Document section →
= = =

Nahida Akter (born 2 March 2000) is a Bangladeshi cricketer. She is a right handed batter and a slow left-arm orthodox bowler. She made her debut in international matches against Pakistan in a T20 match on 30 September 2015.

In June 2018, she was part of Bangladesh's squad that won their first ever Women's Asia Cup title, winning the 2018 Women's Twenty20 Asia Cup tournament. Later the same month, she was named in Bangladesh's squad for the 2018 ICC Women's World Twenty20 Qualifier tournament.

In October 2018, she was named in Bangladesh's squad for the 2018 ICC Women's World Twenty20 tournament in the West Indies. In August 2019, she was named in Bangladesh's squad for the 2019 ICC Women's World Twenty20 Qualifier tournament in Scotland. She was the leading wicket-taker for Bangladesh in the tournament, with ten dismissals in five matches. In November 2019, she was named in Bangladesh's squad for the cricket tournament at the 2019 South Asian Games. The Bangladesh team beat Sri Lanka by two runs in the final to win the gold medal.

In January 2020, she was named in Bangladesh's squad for the 2020 ICC Women's T20 World Cup in Australia. In November 2021, she was named in Bangladesh's team for the 2021 Women's Cricket World Cup Qualifier tournament in Zimbabwe. Later the same month, in Bangladesh's third match against Zimbabwe, she took her first five-wicket haul in WODI cricket.

= = =

To do →
A - In the profile of Nahida Akter, how many dismissals did she take for Bangladesh at the 2019 ICC Women's World Twenty20 Qualifier in Scotland?
B - Summarize the Nahida Akter profile in two sentences.
C - Write the next part of the Nahida Akter profile, picking up after its final sentence.

Data excerpt →
= = =

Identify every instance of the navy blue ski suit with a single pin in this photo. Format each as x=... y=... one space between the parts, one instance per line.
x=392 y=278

= = =

Responses for each task →
A - Ten dismissals in five matches.

B - Nahida Akter, born 2 March 2000, is a Bangladeshi right-handed batter and slow left-arm orthodox bowler who made her international debut in a T20 match against Pakistan on 30 September 2015. She was part of the squad that won the 2018 Women's Twenty20 Asia Cup and the team that won gold at the 2019 South Asian Games, was Bangladesh's leading wicket-taker at the 2019 qualifier in Scotland, and took her first WODI five-wicket haul against Zimbabwe in November 2021.

C -
In January 2022, she was named in Bangladesh's team for the 2022 Commonwealth Games Cricket Qualifier tournament in Malaysia. In Bangladesh's second match of the tournament, against Kenya, she took her first five-wicket haul in WT20Is, with five wickets for twelve runs. Later the same month, she was named in Bangladesh's team for the 2022 Women's Cricket World Cup in New Zealand.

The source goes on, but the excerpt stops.